>> BEGIN Provided records

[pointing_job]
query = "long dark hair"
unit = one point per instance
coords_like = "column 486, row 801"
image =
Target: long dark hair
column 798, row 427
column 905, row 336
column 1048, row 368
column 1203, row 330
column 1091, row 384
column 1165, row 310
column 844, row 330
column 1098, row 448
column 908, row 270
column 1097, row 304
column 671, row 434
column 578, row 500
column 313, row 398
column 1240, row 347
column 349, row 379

>> END Provided records

Pick out every line that contains the word "long", treating uppercase and lowercase as different, and copy each of those lines.

> _Task output_:
query = "long dark hair"
Target: long dark hair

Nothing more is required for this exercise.